● **Instruction**
Render as a numbered list the lines of the data below, starting with the line that contains "Check that each instance of the dome drum" and continuing through the final line of the data, with blank lines omitted.

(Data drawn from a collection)
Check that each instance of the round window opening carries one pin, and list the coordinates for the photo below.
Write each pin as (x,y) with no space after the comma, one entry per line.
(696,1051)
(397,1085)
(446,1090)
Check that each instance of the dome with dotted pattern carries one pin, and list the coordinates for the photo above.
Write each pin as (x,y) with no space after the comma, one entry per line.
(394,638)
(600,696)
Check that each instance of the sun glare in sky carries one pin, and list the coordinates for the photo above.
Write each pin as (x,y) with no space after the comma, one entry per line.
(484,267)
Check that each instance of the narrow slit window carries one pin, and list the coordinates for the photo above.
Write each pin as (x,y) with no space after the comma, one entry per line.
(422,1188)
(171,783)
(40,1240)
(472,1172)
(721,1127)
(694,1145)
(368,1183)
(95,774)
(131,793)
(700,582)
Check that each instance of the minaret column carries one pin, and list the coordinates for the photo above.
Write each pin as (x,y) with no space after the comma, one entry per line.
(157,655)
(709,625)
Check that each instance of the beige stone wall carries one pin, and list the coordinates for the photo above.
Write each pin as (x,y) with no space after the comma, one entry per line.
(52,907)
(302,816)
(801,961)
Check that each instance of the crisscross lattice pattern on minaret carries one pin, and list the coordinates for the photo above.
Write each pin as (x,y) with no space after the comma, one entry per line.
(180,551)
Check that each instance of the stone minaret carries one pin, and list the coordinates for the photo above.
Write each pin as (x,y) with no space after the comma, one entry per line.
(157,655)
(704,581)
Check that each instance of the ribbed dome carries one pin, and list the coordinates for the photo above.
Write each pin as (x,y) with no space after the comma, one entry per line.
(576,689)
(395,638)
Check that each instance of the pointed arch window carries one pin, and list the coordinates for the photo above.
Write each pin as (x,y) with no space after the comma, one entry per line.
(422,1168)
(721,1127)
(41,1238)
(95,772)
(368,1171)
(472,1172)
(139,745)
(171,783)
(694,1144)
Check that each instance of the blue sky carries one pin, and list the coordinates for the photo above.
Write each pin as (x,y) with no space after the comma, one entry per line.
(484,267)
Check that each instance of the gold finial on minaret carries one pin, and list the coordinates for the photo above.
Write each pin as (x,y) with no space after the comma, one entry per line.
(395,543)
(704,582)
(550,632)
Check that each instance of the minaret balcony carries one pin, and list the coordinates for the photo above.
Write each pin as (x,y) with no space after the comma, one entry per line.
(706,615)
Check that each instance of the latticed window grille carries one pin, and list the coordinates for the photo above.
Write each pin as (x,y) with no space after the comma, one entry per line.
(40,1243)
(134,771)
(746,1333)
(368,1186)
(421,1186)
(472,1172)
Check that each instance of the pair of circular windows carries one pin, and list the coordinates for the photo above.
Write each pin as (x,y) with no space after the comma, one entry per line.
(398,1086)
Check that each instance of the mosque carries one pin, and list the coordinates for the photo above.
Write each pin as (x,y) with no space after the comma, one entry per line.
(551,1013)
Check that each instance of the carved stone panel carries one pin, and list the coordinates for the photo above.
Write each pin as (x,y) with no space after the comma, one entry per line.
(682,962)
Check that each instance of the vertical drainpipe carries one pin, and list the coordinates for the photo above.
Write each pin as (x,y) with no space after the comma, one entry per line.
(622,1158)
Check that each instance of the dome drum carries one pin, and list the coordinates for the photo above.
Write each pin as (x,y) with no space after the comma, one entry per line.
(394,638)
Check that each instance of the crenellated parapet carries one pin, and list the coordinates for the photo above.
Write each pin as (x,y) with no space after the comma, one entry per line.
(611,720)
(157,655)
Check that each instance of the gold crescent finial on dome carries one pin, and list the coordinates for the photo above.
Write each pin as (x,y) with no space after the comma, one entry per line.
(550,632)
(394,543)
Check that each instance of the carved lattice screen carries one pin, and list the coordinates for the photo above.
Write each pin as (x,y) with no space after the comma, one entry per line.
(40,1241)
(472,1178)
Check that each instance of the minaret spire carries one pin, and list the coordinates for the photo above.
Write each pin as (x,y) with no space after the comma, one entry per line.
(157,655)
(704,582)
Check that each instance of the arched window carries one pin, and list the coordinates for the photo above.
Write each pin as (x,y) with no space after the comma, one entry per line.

● **In response**
1. Check that each instance of the dome drum carries one pin, and list the coordinates for the photo above.
2. Write each pin as (x,y) with no space after the comma, one entry per line.
3. (394,638)
4. Check that each instance of the crenellated parapet carries one pin, and list the coordinates for the photo above.
5. Write each pin as (x,y) with no space after the comma, one entry per line.
6. (611,720)
7. (157,655)
8. Check that each instance of the gold crescent finial on dome carries one pin, and list the coordinates for the photo above.
9. Write each pin as (x,y) with no space after the comma, one entry per line.
10. (550,632)
11. (394,543)
12. Check that each instance of the carved lattice screen carries one pin, and list the coordinates for the photo above.
13. Write each pin as (x,y) with no space after the comma, one entry per line.
14. (40,1241)
15. (472,1178)
16. Check that each instance of the minaret spire carries one pin, and list the coordinates for the photo above.
17. Write each pin as (x,y) with no space after the comma, one entry per line.
18. (157,655)
19. (704,582)
20. Check that each instance of the arched window carries one pin, and list the coordinates for the photo above.
21. Write each pin as (x,y) with no space after the comma, one entry per line.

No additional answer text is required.